TASK BRIEF:
Copy the data below word for word, starting with the line that contains "Label sanity check — tall" and going on through the end of the data.
○ ○ ○ ○
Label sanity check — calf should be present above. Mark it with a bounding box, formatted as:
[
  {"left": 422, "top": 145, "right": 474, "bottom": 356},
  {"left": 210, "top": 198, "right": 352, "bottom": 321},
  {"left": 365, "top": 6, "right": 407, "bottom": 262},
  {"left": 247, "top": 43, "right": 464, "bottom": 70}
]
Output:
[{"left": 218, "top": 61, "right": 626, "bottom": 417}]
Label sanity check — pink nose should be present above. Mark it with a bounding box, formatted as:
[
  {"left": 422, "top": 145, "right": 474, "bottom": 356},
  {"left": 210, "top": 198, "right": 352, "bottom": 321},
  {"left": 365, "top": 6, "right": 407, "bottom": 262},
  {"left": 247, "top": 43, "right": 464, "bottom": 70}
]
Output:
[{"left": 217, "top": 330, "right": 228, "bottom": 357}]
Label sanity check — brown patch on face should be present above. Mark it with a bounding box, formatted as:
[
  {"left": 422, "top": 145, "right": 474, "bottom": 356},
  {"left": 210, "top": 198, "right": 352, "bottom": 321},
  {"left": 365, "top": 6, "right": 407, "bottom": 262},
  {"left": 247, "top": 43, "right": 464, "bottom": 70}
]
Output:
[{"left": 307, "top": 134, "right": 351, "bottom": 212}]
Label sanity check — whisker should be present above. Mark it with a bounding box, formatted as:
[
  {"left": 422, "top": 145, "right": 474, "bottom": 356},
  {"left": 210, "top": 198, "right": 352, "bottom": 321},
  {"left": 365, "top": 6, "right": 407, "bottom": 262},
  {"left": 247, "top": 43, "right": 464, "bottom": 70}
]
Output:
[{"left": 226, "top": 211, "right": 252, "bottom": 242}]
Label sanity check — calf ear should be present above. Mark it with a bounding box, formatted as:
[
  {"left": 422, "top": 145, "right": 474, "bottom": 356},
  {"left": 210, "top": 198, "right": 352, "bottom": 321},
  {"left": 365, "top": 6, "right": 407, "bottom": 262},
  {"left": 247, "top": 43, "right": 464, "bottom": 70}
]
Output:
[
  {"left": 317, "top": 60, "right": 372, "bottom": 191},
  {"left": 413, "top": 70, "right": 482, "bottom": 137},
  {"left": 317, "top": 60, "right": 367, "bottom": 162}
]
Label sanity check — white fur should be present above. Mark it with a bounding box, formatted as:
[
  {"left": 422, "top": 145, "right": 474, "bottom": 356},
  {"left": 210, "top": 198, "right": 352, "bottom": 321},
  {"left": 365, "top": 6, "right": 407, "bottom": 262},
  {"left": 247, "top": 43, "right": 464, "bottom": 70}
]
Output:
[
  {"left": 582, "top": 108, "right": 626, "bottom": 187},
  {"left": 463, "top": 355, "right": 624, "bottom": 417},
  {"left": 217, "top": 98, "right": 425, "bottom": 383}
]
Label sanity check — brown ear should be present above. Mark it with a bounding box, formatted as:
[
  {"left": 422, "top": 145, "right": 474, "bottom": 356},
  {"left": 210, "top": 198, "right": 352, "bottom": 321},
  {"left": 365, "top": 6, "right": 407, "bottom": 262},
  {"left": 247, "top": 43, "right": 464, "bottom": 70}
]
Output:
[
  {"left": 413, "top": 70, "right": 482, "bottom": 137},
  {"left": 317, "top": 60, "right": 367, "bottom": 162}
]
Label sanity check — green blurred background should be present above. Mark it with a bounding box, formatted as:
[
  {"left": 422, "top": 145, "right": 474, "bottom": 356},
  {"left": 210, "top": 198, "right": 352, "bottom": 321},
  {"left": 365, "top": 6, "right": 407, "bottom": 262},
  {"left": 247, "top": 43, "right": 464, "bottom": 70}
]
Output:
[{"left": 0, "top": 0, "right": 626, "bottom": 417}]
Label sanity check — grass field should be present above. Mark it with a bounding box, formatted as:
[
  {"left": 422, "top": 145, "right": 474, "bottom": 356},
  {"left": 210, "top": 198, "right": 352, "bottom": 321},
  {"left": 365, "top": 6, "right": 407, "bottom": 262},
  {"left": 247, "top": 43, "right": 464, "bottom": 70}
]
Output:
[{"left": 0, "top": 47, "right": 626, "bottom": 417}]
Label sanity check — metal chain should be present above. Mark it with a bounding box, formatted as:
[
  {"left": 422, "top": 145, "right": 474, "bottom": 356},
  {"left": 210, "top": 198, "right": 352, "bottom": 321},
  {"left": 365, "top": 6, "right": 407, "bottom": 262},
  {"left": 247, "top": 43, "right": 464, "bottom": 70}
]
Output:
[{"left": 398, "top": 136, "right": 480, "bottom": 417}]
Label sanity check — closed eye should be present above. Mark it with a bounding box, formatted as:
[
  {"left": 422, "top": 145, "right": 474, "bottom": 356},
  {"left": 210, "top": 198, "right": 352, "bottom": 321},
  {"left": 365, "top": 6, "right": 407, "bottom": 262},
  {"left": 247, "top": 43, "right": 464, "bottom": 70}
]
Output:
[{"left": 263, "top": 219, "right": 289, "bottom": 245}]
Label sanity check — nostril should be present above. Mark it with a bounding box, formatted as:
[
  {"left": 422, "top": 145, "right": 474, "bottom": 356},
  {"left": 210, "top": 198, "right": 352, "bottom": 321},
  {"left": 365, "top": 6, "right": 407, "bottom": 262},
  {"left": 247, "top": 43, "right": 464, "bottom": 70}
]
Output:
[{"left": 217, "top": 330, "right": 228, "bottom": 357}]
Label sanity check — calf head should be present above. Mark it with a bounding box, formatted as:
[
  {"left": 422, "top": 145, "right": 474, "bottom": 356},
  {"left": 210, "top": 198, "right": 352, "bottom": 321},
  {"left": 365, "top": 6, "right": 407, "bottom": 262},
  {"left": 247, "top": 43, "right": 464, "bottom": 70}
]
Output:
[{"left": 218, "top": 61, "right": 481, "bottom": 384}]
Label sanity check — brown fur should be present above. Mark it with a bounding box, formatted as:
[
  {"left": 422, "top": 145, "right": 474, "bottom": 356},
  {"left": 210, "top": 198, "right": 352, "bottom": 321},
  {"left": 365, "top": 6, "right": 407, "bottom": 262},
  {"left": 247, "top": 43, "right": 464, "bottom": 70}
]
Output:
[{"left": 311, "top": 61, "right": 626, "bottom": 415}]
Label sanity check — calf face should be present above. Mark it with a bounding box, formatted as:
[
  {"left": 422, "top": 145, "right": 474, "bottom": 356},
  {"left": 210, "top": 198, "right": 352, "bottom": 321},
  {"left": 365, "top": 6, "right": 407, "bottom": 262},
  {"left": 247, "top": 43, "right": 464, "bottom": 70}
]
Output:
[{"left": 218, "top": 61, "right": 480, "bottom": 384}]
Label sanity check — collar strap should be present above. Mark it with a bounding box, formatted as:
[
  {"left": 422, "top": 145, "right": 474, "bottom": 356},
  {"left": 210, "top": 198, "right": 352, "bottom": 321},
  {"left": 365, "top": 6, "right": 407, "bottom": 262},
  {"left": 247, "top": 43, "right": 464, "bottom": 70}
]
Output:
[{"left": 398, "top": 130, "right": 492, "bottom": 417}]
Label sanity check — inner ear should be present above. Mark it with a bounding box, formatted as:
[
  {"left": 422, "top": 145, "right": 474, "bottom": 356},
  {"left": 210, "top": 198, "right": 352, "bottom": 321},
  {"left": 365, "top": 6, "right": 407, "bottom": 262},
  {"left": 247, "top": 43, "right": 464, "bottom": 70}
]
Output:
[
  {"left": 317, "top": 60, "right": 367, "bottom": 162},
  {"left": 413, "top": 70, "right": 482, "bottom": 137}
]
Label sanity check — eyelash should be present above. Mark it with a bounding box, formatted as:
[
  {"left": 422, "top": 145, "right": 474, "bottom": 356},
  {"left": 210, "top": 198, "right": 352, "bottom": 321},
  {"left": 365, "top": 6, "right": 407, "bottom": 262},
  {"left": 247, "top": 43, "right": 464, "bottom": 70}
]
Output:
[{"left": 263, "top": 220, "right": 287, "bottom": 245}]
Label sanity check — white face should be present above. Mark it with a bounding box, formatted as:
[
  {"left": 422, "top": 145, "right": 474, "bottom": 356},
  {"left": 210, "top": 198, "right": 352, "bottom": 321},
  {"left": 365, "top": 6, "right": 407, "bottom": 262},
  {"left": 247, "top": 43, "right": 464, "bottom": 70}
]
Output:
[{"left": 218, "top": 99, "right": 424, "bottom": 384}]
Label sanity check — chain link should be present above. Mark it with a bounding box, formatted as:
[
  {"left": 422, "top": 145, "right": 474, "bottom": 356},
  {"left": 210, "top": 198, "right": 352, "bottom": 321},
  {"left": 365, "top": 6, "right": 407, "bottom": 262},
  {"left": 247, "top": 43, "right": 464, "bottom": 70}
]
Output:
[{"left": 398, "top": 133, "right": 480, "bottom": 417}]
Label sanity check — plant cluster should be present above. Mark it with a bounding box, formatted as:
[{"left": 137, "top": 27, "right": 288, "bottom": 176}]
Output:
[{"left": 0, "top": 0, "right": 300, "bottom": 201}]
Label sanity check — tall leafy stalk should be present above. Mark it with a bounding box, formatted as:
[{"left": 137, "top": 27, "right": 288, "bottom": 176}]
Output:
○ ○ ○ ○
WRITTEN SOLUTION:
Label sanity check — tall leafy stalk should be present above. Mark it with a bounding box, formatted as:
[{"left": 137, "top": 27, "right": 288, "bottom": 176}]
Output:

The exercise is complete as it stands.